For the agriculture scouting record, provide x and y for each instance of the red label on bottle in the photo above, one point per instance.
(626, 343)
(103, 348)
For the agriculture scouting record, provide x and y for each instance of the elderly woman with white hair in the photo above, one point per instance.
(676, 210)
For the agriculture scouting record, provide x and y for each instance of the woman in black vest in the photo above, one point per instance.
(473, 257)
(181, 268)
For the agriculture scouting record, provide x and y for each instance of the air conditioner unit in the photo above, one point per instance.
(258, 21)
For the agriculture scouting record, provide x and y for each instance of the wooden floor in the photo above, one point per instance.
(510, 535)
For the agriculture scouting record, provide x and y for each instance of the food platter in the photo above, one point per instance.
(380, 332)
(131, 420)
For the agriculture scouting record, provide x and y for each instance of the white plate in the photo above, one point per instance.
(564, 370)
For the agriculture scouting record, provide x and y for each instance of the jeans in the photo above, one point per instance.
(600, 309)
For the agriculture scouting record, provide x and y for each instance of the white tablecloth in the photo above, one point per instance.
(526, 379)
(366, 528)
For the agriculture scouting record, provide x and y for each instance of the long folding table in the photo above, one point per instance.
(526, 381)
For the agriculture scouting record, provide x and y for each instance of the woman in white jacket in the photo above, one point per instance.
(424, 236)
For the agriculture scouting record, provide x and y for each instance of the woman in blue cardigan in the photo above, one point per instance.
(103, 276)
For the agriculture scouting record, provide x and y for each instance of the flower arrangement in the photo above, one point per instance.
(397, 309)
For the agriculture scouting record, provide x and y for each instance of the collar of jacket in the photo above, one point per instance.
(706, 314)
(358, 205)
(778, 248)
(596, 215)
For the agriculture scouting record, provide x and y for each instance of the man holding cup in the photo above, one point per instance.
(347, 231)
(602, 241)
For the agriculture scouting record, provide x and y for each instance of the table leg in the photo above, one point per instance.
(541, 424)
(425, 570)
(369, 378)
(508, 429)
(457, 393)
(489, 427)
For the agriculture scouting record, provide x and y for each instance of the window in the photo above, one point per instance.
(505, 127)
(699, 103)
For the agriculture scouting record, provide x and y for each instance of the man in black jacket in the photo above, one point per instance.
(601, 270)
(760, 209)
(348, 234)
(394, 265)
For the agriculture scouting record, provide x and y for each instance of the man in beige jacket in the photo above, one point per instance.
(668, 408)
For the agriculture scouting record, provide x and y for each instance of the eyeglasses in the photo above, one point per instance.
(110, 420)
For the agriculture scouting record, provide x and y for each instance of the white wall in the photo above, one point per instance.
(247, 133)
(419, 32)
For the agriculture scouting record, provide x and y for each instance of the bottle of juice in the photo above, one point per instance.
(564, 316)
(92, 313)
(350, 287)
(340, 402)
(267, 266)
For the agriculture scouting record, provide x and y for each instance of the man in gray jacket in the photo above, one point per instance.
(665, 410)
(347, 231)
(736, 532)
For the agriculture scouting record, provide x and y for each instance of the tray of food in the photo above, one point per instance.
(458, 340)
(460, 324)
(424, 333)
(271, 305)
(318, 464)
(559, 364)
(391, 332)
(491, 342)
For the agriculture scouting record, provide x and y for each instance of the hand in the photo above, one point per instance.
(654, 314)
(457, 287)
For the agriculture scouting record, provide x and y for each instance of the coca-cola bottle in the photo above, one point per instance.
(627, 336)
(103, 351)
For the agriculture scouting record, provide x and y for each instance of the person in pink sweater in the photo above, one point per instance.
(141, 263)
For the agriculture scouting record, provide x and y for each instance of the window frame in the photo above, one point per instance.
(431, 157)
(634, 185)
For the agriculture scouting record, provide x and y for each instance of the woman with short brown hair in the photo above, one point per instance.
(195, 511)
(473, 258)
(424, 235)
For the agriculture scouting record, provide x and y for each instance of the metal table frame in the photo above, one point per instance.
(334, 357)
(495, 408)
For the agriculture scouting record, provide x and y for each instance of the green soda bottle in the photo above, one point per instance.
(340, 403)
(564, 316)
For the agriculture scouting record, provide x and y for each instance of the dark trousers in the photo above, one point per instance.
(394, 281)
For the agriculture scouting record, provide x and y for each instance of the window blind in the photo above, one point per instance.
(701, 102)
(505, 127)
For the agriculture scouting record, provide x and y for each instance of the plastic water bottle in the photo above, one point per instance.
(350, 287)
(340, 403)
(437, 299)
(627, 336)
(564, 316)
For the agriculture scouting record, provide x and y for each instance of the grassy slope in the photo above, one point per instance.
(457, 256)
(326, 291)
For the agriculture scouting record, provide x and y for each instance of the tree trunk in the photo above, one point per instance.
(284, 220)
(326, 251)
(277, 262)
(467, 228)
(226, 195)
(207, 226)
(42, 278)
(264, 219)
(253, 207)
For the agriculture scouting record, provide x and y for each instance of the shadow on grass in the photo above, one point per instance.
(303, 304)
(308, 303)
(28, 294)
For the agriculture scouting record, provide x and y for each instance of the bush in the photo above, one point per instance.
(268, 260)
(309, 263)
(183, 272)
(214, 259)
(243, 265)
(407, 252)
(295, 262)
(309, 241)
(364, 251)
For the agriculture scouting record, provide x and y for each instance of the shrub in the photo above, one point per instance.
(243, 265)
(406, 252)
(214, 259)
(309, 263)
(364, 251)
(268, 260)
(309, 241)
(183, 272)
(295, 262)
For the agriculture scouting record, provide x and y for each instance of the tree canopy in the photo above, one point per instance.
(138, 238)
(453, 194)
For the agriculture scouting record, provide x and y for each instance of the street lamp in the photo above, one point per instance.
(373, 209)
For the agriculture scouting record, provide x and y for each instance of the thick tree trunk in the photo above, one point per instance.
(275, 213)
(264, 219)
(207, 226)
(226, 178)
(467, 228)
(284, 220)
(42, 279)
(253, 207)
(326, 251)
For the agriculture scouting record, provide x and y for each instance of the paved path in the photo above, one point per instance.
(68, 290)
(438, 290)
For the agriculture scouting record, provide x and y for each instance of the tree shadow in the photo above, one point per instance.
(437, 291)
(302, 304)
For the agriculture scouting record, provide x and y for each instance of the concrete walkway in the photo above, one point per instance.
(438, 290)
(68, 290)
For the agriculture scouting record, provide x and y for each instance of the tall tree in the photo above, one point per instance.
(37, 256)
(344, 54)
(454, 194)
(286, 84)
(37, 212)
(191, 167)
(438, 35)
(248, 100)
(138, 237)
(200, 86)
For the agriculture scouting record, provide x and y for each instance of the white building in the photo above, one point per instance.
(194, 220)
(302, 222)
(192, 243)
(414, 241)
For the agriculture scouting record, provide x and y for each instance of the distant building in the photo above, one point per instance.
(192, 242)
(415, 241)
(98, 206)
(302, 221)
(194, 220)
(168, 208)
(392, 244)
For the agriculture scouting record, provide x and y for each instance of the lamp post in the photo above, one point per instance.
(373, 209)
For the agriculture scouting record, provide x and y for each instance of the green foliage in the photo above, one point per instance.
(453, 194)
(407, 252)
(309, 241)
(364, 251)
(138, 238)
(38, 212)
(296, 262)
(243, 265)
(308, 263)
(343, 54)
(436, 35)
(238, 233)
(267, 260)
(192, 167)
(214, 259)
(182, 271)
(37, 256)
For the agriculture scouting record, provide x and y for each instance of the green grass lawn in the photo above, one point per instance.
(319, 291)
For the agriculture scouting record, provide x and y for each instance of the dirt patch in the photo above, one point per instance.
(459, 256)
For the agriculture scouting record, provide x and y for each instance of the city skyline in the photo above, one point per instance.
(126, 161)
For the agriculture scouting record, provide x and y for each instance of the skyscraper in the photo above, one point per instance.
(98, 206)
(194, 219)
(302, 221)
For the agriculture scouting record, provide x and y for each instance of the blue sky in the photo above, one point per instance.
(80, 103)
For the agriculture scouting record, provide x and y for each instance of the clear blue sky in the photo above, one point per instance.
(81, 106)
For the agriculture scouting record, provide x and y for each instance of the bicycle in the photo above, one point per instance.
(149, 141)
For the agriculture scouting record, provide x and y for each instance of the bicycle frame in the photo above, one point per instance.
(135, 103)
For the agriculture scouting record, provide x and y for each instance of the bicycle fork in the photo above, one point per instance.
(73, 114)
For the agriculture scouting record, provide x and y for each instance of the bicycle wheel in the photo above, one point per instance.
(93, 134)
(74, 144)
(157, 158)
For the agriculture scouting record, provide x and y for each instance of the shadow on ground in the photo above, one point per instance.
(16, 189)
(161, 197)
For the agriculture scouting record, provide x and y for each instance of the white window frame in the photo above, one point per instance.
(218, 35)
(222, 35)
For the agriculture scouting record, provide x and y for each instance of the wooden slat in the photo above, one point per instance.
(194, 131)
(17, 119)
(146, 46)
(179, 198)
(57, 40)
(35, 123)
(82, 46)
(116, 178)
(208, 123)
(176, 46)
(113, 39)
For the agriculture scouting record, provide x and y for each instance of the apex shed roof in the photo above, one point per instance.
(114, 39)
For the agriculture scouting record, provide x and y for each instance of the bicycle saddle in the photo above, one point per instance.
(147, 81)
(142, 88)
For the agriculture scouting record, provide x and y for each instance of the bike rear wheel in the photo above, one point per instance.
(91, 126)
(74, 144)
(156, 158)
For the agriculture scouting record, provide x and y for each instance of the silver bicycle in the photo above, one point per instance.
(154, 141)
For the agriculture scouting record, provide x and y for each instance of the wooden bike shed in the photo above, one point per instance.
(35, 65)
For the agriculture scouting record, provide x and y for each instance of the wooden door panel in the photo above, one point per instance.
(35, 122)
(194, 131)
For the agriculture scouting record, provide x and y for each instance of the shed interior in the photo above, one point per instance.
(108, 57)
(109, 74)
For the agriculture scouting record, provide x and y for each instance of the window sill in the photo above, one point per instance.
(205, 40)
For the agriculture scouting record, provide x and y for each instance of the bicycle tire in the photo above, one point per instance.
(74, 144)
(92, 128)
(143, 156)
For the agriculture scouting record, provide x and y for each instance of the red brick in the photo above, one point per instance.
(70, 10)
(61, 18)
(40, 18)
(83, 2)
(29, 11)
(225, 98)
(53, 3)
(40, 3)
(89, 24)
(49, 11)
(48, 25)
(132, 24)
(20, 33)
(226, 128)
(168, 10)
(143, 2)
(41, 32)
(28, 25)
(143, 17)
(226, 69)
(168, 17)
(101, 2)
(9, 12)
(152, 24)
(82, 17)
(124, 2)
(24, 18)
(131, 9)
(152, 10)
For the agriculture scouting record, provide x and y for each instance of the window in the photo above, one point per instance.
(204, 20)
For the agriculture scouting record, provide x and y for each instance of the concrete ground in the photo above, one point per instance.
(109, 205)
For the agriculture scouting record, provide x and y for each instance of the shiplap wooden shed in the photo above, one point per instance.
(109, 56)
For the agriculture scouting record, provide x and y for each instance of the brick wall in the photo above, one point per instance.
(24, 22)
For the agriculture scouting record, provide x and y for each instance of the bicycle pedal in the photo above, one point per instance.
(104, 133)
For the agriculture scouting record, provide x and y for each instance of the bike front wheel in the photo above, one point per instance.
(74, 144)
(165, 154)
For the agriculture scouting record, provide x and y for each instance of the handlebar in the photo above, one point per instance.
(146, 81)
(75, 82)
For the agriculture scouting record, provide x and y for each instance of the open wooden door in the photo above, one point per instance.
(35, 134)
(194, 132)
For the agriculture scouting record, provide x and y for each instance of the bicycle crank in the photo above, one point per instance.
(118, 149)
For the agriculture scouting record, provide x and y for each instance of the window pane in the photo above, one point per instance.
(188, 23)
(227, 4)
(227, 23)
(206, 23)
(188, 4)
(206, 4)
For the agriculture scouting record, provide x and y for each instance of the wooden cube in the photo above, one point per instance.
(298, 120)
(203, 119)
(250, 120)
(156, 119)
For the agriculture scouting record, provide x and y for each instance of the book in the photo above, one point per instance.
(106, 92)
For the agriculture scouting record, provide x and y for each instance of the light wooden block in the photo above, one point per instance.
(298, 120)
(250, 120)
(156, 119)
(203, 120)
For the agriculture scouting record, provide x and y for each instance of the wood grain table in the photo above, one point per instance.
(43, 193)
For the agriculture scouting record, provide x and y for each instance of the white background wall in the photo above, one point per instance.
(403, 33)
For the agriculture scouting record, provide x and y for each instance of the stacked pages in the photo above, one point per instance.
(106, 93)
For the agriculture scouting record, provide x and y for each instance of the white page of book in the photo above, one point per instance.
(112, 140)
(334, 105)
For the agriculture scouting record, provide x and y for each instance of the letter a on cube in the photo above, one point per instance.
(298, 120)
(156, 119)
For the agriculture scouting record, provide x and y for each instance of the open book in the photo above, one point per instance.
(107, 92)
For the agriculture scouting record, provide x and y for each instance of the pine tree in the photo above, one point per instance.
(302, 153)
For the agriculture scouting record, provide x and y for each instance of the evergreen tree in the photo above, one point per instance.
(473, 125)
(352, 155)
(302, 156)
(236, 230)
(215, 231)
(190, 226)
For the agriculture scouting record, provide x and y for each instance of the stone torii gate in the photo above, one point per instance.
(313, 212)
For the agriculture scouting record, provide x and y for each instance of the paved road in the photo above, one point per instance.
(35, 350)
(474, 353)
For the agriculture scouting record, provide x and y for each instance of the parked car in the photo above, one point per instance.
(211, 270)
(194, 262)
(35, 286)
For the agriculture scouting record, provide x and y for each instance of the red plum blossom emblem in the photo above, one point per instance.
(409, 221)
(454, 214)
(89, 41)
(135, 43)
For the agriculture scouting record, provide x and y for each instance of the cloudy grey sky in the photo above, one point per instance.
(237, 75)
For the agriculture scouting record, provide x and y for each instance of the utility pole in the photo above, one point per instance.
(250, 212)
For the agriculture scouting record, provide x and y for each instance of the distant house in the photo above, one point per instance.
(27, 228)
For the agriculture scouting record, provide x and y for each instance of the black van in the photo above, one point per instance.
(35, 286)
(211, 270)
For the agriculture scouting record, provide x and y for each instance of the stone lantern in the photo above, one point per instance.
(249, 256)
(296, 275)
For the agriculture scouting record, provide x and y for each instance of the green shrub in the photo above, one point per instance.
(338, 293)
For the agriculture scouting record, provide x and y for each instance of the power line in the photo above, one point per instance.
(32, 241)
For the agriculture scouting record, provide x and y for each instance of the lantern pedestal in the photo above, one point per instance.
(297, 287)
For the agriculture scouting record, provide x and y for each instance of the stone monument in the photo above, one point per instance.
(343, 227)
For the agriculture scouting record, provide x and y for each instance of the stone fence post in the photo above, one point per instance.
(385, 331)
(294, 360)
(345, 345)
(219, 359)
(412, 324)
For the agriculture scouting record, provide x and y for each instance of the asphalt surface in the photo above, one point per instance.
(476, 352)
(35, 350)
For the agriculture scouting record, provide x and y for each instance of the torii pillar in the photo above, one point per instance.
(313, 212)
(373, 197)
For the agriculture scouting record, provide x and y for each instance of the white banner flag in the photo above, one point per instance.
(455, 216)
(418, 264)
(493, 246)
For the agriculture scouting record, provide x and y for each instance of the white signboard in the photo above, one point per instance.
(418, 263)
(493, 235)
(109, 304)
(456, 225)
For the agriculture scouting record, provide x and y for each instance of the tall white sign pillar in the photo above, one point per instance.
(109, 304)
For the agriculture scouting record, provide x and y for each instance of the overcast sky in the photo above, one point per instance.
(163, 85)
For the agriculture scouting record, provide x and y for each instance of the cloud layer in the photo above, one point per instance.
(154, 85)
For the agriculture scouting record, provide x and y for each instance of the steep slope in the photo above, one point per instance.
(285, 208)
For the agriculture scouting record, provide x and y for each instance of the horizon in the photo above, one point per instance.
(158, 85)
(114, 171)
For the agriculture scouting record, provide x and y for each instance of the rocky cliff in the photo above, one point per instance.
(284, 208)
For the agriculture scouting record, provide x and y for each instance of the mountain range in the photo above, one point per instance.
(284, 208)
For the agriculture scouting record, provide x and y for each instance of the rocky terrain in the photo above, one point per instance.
_ _ _
Given instruction
Transcribe exactly the line containing "of the lantern" and all remaining lines of the material, ending with the last one.

Full response
For the agriculture scouting record, provide x and y for each instance of the lantern pedestal in the photo above, one point per instance.
(297, 287)
For the agriculture scouting record, provide x and y for each instance of the stone monument in the photo above, one point per instance.
(343, 227)
For the agriculture scouting record, provide x and y for each instance of the stone fence post in the photo above, one point per instance.
(385, 331)
(294, 360)
(345, 345)
(219, 359)
(412, 324)
For the agriculture scouting record, provide x and y for each instance of the asphalt surface in the photo above, one point per instance.
(476, 352)
(35, 350)
For the agriculture scouting record, provide x and y for each instance of the torii pillar in the photo above, one point per instance.
(313, 212)
(373, 197)
For the agriculture scouting record, provide x and y for each instance of the white banner flag in the photo above, one point per instance.
(455, 216)
(418, 264)
(493, 246)
For the agriculture scouting record, provide x and y for each instance of the white signboard in the photo above, one point per instance.
(418, 263)
(493, 235)
(109, 304)
(456, 225)
For the agriculture scouting record, provide x and y for each instance of the tall white sign pillar in the photo above, one point per instance.
(109, 304)
For the agriculture scouting record, provide x and y for each instance of the overcast sky in the photo above, one point per instance.
(163, 85)
For the agriculture scouting record, provide x and y for each instance of the cloud layer in the photo above, one point per instance.
(154, 85)
For the agriculture scouting record, provide x and y for each instance of the steep slope in the photo above, one point per instance.
(285, 208)
For the agriculture scouting record, provide x and y for each instance of the horizon in the photo above, one point per instance.
(158, 85)
(114, 171)
For the agriculture scouting record, provide x and y for each instance of the rocky cliff in the photo above, one point per instance.
(284, 208)
For the agriculture scouting record, provide x and y for each instance of the mountain range in the photo above, one point per instance.
(284, 208)
For the agriculture scouting record, provide x and y for each instance of the rocky terrain in the photo above, one point per instance.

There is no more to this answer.